- **Written exercise**:
Copy out each of the rows below, substituting "image coordinates" for "pixel coordinates" wherever it occurs and keeping every other word unchanged.

- **The data**:
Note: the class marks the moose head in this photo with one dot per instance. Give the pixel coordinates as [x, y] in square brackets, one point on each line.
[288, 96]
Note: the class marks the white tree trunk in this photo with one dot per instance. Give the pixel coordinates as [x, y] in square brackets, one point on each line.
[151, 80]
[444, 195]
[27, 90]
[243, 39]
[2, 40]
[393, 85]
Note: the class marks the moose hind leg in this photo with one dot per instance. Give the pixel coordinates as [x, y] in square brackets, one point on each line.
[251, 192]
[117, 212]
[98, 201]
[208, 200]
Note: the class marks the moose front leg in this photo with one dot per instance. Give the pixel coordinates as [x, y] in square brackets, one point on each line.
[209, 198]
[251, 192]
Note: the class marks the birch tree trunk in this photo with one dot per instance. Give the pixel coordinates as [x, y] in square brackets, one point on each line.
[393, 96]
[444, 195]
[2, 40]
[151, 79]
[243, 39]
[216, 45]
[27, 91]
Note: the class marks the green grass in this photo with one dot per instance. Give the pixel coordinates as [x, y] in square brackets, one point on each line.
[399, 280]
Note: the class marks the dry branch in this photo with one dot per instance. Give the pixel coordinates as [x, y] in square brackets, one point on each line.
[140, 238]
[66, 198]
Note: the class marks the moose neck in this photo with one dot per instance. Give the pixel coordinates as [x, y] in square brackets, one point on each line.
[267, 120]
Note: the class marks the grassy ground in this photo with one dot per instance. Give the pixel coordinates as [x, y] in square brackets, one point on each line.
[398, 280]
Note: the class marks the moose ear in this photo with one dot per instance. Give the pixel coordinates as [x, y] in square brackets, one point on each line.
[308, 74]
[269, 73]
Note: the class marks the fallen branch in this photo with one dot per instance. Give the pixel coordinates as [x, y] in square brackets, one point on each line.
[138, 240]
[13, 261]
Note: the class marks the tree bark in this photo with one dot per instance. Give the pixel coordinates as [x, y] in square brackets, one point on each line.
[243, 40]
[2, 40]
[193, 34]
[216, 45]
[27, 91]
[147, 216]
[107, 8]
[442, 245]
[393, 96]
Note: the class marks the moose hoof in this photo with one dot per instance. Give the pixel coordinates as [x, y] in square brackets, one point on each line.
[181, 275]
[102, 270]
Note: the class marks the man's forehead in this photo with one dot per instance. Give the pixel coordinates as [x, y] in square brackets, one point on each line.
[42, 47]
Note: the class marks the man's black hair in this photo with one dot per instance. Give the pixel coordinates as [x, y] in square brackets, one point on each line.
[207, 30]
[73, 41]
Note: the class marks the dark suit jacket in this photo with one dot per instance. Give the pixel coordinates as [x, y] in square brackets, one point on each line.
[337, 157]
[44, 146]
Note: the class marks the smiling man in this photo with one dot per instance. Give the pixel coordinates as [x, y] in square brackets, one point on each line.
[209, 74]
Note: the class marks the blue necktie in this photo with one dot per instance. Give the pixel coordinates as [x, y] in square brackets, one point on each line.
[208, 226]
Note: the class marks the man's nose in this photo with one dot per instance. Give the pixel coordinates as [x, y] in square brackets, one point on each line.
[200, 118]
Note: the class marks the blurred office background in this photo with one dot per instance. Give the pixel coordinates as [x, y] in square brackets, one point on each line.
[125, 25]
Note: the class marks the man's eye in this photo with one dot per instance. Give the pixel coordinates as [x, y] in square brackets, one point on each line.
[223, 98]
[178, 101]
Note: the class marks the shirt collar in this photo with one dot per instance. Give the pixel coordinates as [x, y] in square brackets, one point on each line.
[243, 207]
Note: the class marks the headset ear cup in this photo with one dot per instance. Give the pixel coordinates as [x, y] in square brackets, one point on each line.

- **Correct output**:
Note: the class marks the moose head in this photo with one dot per instance. Give the image coordinates as [x, y] in square brackets, one point on each line.
[288, 96]
Note: the class marks the white tree trunk in this photo with one dot per instance. Give the image coordinates as [x, y] in square brackets, one point on each line.
[151, 80]
[444, 195]
[27, 90]
[243, 39]
[2, 40]
[393, 85]
Note: the class marks the moose hind leg in this photo with one dot per instance. Give the image coordinates as [x, y] in square brackets, one point on each line.
[251, 192]
[117, 212]
[98, 201]
[208, 200]
Note: the class marks the moose front leg in this photo with one dot per instance. Give the image coordinates as [x, y] in square brackets, one point on each line.
[209, 198]
[251, 192]
Note: the class marks the birch tree trunk in this photo with one dot per instance. Give the image coordinates as [x, y] in square brackets, one point on each line.
[393, 96]
[444, 195]
[2, 40]
[151, 79]
[243, 39]
[216, 45]
[27, 91]
Note: the class marks the green grass in this photo with one dot per instance. Give the image coordinates as [x, y] in square brackets, one point on each line.
[399, 280]
Note: the class marks the dry branch in this photo with one dot per instance. Give the image coordinates as [x, y] in square brackets, one point on each line.
[140, 238]
[66, 198]
Note: the class marks the moose neck in this photo with one dot per instance. Give the image coordinates as [x, y] in square brackets, one point on each line.
[267, 120]
Note: the class marks the grassy ground in this photo with one dot per instance. Give the image coordinates as [x, y] in square brackets, one point on each line.
[398, 280]
Note: the class marks the moose ear in this photo with one dot per instance. Give the image coordinates as [x, y] in square brackets, one point on each line.
[308, 74]
[269, 73]
Note: the class marks the fallen branch in this photo with one dot per instance. Give the image coordinates as [x, y] in square brackets, one point on each line.
[138, 240]
[13, 261]
Note: the class marks the tree bark in this photo with one dot per instance. Give the image coordinates as [x, y] in square brackets, one point on each line.
[243, 40]
[2, 40]
[193, 34]
[216, 45]
[27, 91]
[147, 216]
[107, 8]
[442, 245]
[393, 96]
Note: the class marks the moose hoof in this photo with one dot per instance. Give the image coordinates as [x, y] in square brackets, one point on each line.
[181, 275]
[102, 270]
Note: the class marks the man's forehead in this photo with one dot per instance. Give the image coordinates as [x, y] in square brackets, one point on each line.
[42, 47]
Note: the class marks the man's black hair in this photo with one dot per instance. Give the image coordinates as [x, y] in square brackets, one point on each line.
[207, 30]
[73, 41]
Note: the class marks the dark suit jacket in this photo with one dot per instance. Give the image coordinates as [x, y] in square brackets, one point on each line.
[337, 157]
[44, 146]
Note: the class marks the smiling man in this photo with one dot per instance. Give the image coordinates as [x, y] in square brackets, one point on each line.
[209, 74]
Note: the class marks the blue necktie in this photo with one dot per instance. Give the image coordinates as [x, y] in square brackets, one point on each line.
[208, 226]
Note: the class marks the man's nose in this photo with one dot per instance. Give the image coordinates as [x, y] in square brackets, one point on each line.
[200, 118]
Note: the class marks the blurred office background in this photo with one dot per instance. Give the image coordinates as [x, y] in square brackets, one point on each line.
[125, 25]
Note: the class marks the man's eye in this photo with one dot per instance. Give the image coordinates as [x, y] in square brackets, one point on each line.
[223, 98]
[178, 101]
Note: the class marks the shirt collar in this photo with one dot per instance. Give the image coordinates as [x, y] in square brackets, one point on each line.
[243, 207]
Note: the class marks the headset ear cup in this photo with one dot per instance. Give the image coordinates as [x, y] in square brackets, one point on each line.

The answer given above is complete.